Problem details: Reproduce everything in the thermobaric clouds passage below from "The Vulcan cruiser" down to "galaxy-sized black holes.".

Quoted passage:
++++++

Thermobaric Clouds

   

 

In Star Trek, a thermobaric cloud is a type of energy formation that defined the perimeter of the Delphic Expanse. The clouds were several million kilometers thick, and took at least six hours to cross at sublight speeds. (ENT: "The Expanse") The thermobaric clouds permitted entry into the Expanse, but prevented ships from leaving. The clouds were almost certainly a product of the spheres found in the Expanse. (ENT: "Anomaly")

The Vulcan cruiser Seleya attempted to chart the thermobaric perimeter, but it was caught in a subspace eddy and pushed into the Expanse. They were never heard from again, until Enterprise (NX-01) found them adrift inside an asteroid field. (ENT: "Impulse"). When the sphere network was destroyed in early 2154, the cloud barrier dissipated. (ENT: "Zero Hour")

Thermobaric clouds allude to the many different forms of clouds that are found in the real universe. Among the largest of these discovered in April 2007 - a cloud of intergalactic plasma that stretches more than 8 million light years across - or about 80 times the width of our galaxy in the general neighbourhood of a dense collection of galaxies called the Coma Cluster, which lies 300 million light years from Earth. The cloud contains several galaxy-sized black holes.

++++++

Point localization data:
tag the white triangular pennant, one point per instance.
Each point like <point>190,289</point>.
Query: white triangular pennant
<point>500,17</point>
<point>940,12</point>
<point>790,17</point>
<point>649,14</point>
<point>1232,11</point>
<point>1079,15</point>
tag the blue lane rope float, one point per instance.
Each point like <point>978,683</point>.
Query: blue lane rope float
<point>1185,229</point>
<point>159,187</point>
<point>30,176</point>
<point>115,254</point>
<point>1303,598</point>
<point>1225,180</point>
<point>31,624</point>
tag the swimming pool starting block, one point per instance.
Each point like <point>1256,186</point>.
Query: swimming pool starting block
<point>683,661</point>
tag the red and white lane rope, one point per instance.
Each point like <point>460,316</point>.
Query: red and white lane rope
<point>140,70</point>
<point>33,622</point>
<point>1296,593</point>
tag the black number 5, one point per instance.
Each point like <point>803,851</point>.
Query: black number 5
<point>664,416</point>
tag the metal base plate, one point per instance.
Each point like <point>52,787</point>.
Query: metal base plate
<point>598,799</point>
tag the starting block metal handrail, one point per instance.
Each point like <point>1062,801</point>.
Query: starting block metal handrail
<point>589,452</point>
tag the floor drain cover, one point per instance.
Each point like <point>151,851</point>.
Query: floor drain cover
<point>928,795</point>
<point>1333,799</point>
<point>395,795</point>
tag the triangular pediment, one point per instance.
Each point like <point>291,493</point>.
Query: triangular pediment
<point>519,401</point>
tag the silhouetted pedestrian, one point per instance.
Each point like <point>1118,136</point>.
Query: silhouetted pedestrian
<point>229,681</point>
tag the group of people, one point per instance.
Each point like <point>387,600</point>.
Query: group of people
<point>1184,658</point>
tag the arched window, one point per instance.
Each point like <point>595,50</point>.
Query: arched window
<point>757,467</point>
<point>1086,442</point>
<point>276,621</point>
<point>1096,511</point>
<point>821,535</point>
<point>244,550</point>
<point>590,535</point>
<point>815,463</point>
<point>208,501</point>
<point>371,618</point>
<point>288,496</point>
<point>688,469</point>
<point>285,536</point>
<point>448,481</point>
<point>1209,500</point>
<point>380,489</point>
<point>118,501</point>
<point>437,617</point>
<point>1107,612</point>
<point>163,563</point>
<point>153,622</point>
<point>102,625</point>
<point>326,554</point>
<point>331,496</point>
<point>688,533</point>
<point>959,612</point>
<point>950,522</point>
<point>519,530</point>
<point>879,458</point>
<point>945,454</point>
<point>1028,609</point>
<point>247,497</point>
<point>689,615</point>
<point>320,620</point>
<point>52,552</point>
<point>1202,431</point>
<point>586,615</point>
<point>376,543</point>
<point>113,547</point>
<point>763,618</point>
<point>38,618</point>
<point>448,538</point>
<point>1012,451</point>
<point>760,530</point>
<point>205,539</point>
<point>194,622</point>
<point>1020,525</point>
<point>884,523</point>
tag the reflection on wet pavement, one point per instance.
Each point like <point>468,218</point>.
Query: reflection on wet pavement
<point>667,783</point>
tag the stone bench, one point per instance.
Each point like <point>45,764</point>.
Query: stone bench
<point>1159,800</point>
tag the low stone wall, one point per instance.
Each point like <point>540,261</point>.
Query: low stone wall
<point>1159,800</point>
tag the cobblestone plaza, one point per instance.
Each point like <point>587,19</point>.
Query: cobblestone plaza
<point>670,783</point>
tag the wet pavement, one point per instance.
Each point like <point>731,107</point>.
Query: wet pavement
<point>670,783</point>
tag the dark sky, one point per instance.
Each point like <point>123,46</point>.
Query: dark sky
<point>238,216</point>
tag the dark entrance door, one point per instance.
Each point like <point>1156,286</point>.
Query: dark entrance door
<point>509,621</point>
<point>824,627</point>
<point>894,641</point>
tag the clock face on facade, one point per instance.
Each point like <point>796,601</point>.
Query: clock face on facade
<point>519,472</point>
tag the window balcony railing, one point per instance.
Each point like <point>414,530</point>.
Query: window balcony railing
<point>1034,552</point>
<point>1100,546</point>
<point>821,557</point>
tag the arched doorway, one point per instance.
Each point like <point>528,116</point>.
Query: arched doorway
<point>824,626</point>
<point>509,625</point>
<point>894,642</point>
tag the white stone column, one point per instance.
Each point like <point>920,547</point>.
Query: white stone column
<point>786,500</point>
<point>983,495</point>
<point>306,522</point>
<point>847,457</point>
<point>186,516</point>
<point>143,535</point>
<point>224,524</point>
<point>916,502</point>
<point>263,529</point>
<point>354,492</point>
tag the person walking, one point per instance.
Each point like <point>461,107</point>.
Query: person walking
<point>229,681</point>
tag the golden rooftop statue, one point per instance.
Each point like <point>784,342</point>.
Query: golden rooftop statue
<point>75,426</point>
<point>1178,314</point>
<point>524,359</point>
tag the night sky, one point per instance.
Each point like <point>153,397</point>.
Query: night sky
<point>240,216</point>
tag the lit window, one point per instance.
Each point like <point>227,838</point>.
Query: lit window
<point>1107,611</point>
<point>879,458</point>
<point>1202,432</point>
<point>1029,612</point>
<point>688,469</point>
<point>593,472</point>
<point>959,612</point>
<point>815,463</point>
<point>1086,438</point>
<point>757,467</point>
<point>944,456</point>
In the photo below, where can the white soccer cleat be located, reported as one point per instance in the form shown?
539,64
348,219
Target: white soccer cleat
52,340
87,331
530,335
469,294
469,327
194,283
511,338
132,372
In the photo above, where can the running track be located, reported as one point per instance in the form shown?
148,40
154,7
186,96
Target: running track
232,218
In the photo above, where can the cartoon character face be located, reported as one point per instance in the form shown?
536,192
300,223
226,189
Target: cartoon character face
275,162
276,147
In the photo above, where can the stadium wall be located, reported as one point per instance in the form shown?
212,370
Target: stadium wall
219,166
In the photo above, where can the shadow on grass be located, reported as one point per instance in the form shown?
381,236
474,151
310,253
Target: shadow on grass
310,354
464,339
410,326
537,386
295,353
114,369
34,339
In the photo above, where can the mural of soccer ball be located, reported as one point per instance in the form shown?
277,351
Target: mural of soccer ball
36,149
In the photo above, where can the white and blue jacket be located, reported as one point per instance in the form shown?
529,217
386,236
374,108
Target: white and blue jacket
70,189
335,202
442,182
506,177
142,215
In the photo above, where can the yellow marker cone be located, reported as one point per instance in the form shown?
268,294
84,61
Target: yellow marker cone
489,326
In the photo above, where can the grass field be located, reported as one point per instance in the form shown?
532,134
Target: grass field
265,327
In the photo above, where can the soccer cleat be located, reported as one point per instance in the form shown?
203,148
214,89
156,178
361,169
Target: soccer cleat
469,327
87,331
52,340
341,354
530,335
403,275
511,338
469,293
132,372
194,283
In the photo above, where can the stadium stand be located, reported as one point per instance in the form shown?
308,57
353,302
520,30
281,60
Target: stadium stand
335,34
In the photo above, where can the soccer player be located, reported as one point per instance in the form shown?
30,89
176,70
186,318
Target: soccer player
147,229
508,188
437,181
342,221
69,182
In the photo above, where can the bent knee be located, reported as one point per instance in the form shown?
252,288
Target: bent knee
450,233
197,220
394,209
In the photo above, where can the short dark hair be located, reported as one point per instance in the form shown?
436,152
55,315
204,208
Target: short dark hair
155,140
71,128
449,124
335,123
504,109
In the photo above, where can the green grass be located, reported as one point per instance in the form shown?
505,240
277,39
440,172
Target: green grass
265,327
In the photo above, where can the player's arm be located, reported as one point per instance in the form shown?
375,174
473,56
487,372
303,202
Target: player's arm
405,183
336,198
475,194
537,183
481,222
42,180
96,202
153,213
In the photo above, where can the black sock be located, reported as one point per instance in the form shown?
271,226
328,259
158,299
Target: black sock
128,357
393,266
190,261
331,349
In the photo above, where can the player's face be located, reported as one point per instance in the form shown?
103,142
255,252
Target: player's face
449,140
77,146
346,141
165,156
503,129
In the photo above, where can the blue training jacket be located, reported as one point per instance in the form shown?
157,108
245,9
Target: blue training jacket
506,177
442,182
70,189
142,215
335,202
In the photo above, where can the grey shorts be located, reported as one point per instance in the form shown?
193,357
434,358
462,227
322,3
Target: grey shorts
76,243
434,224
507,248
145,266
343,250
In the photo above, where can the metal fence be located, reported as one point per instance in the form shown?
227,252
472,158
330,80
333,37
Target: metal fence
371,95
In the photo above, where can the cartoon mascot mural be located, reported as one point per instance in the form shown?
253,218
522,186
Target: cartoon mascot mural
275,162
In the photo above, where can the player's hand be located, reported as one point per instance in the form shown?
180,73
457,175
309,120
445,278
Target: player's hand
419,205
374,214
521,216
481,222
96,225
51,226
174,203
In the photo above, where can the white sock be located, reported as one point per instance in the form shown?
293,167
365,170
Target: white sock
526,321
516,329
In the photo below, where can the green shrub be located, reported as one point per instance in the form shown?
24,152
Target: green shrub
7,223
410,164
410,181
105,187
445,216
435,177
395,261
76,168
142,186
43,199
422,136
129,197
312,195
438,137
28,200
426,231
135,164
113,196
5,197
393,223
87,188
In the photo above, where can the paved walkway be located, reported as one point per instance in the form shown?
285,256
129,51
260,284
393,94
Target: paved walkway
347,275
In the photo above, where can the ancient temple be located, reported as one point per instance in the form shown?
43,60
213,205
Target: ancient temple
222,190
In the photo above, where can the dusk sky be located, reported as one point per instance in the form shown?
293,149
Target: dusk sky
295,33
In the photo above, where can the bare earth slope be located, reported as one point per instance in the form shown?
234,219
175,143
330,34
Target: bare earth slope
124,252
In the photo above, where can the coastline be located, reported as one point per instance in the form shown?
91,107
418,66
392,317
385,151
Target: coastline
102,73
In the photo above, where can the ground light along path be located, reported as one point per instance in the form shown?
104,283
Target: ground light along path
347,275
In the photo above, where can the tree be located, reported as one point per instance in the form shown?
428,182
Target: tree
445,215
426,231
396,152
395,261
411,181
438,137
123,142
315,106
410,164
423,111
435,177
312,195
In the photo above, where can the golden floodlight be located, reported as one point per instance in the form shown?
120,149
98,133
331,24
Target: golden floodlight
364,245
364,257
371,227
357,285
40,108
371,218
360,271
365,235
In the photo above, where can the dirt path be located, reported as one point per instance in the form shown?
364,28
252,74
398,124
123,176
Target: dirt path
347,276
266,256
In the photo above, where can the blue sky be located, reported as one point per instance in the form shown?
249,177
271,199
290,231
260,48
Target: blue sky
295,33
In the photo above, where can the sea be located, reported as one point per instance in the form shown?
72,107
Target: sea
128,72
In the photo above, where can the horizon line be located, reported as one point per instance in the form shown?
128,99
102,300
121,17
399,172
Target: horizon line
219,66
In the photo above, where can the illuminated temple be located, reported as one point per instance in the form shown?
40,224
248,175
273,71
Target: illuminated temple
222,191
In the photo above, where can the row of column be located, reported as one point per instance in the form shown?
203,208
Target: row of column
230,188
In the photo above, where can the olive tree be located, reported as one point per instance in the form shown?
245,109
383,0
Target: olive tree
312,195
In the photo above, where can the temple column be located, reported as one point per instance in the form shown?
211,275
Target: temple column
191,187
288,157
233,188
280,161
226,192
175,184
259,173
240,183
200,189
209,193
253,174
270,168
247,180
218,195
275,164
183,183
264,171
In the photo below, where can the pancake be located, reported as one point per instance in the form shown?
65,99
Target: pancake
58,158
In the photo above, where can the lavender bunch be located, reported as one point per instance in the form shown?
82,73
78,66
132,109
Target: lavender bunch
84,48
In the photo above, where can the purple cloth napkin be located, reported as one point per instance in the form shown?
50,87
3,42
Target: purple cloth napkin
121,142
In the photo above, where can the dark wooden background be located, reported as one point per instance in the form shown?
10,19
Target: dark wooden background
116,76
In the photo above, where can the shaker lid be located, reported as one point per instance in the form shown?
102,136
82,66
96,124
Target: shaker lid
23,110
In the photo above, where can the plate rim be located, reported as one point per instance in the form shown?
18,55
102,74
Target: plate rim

++++++

Output:
The Vulcan cruiser Seleya attempted to chart the thermobaric perimeter, but it was caught in a subspace eddy and pushed into the Expanse. They were never heard from again, until Enterprise (NX-01) found them adrift inside an asteroid field. (ENT: "Impulse"). When the sphere network was destroyed in early 2154, the cloud barrier dissipated. (ENT: "Zero Hour")

Thermobaric clouds allude to the many different forms of clouds that are found in the real universe. Among the largest of these discovered in April 2007 - a cloud of intergalactic plasma that stretches more than 8 million light years across - or about 80 times the width of our galaxy in the general neighbourhood of a dense collection of galaxies called the Coma Cluster, which lies 300 million light years from Earth. The cloud contains several galaxy-sized black holes.